=== Data shown ===

________

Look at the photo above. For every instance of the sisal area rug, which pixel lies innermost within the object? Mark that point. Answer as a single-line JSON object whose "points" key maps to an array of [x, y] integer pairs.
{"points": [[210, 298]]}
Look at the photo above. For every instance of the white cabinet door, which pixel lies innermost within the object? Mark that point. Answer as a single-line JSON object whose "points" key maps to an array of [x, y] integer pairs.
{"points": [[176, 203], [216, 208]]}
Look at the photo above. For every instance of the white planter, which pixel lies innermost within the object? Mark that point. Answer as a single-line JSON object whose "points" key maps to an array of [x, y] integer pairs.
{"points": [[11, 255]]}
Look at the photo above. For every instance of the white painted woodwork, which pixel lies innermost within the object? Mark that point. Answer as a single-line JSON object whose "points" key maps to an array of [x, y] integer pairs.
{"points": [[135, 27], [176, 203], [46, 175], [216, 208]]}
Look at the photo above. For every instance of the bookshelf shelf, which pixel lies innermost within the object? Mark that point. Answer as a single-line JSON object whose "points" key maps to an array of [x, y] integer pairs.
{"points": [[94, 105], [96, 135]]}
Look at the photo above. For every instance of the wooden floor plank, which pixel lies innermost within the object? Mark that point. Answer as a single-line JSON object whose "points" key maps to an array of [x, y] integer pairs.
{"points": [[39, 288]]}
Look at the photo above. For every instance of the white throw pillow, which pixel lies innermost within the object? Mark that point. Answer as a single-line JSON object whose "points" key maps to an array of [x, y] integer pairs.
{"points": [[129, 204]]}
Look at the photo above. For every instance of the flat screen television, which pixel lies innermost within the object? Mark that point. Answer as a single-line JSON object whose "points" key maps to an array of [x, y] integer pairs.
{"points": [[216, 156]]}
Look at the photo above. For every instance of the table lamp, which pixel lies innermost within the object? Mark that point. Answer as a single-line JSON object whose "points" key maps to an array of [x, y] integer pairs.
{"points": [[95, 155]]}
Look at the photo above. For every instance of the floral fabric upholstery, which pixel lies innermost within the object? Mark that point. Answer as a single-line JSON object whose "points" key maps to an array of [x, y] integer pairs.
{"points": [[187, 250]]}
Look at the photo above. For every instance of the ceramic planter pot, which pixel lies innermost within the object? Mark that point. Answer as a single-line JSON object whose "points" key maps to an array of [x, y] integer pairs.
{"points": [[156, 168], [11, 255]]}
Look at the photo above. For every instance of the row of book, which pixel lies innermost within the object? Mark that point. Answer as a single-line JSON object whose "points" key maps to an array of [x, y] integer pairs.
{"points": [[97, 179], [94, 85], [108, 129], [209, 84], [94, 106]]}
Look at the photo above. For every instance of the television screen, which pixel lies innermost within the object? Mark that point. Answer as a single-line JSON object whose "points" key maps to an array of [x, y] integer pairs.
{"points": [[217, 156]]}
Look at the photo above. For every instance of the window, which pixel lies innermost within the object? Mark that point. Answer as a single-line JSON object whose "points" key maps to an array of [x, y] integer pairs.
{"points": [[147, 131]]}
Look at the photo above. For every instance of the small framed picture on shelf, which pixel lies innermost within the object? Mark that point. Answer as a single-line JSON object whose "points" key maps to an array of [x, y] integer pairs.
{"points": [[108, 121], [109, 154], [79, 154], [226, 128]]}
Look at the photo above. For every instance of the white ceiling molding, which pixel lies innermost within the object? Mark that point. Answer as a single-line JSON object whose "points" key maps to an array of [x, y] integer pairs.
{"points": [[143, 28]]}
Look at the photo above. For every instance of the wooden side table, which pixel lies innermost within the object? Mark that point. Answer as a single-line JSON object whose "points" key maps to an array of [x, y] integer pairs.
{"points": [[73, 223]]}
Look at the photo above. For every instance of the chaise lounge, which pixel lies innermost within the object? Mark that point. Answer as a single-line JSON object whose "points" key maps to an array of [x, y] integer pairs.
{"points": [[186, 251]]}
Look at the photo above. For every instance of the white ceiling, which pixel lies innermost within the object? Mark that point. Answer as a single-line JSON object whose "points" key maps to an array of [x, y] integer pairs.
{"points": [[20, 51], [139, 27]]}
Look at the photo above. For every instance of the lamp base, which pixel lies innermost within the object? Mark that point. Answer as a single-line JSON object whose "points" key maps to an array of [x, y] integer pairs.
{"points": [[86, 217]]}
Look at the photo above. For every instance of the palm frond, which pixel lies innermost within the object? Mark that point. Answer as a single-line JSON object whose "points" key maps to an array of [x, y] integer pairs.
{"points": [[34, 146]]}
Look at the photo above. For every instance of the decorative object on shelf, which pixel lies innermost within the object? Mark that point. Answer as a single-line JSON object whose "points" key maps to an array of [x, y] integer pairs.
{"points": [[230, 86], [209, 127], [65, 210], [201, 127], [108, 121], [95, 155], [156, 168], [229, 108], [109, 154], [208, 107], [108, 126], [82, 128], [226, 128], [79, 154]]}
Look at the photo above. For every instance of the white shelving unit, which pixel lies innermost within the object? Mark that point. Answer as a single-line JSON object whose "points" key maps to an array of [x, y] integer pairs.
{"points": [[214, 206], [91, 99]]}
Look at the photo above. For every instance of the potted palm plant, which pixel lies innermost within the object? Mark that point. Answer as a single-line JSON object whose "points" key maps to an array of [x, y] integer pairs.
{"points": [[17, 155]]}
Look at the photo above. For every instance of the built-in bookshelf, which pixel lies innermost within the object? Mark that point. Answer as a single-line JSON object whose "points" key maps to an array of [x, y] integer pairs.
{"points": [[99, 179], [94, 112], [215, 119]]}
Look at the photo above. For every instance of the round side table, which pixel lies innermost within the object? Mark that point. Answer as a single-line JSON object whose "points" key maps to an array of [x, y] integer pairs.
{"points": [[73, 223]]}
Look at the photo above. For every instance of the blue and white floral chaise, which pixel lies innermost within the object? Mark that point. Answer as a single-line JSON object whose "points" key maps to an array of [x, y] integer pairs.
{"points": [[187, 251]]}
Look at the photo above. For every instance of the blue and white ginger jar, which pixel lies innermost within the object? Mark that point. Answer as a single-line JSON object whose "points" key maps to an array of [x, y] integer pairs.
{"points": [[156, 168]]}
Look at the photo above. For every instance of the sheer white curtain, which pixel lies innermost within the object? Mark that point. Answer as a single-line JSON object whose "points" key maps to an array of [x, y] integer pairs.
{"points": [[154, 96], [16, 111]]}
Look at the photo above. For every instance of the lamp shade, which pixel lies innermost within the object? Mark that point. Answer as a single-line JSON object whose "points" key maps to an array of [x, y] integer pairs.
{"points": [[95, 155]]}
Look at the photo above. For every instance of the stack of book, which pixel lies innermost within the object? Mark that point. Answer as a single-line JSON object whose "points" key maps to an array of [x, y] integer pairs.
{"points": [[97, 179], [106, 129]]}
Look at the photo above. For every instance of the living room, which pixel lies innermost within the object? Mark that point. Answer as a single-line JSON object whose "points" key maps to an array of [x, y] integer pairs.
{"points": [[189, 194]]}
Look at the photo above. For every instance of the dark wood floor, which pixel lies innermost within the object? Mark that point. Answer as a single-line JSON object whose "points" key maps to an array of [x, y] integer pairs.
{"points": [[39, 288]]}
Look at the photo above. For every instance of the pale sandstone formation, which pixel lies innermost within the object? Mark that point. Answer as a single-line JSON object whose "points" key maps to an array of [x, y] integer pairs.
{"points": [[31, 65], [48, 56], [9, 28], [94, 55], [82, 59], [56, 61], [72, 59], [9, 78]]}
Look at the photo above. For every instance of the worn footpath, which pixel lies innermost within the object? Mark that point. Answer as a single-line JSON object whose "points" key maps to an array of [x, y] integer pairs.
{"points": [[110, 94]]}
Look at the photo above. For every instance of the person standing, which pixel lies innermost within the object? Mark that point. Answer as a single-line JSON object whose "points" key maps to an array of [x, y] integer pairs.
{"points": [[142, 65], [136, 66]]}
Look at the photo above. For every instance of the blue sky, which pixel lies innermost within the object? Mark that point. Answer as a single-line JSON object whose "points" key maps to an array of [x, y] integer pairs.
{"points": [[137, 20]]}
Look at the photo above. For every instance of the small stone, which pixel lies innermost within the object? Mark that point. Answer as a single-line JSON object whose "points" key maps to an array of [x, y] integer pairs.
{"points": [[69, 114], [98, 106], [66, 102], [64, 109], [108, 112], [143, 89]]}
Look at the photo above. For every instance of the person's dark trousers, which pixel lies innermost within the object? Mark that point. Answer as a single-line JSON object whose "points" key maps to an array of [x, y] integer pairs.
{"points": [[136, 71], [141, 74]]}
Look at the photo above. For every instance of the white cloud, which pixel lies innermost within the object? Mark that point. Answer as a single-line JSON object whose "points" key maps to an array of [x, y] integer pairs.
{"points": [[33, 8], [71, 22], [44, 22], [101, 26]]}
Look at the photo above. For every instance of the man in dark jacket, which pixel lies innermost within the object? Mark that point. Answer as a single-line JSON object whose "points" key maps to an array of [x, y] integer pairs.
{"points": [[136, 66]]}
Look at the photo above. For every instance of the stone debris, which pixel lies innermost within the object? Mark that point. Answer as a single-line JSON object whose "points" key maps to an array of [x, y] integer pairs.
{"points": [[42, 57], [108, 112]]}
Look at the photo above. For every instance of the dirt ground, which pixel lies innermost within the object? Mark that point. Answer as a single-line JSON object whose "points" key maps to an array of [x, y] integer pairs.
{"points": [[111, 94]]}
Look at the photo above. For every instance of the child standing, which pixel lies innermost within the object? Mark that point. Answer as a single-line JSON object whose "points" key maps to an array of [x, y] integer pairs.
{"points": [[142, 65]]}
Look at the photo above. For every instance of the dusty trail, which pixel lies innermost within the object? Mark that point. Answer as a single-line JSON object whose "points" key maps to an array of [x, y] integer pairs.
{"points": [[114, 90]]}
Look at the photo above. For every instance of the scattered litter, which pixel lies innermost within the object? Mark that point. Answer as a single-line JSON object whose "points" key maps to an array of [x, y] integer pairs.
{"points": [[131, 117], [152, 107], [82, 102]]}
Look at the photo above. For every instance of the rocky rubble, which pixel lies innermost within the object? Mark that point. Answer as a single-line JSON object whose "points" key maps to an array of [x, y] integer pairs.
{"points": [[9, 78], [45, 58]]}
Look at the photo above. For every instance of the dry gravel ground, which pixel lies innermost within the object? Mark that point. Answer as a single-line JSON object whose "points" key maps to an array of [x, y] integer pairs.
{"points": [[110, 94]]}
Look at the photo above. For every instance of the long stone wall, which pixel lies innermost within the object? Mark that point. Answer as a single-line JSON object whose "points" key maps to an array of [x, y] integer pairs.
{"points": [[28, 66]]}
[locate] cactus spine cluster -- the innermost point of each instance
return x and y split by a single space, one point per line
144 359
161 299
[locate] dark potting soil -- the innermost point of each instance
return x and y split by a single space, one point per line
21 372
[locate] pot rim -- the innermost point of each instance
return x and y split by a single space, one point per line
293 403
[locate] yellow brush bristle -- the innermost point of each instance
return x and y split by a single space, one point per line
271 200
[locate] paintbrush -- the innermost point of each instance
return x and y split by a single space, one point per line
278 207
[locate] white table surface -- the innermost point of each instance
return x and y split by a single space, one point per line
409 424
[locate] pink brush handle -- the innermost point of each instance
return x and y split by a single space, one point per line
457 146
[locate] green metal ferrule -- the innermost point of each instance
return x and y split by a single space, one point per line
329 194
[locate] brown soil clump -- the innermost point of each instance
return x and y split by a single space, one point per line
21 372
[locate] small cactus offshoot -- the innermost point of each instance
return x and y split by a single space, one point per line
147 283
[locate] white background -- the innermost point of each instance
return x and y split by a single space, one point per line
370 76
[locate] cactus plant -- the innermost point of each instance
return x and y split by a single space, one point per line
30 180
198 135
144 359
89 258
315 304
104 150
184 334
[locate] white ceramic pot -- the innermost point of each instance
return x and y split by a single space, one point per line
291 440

________

=== Exercise goal ===
Only the number is wanted: how many lines in the entries above contain the string "soil"?

=== Your solution ===
2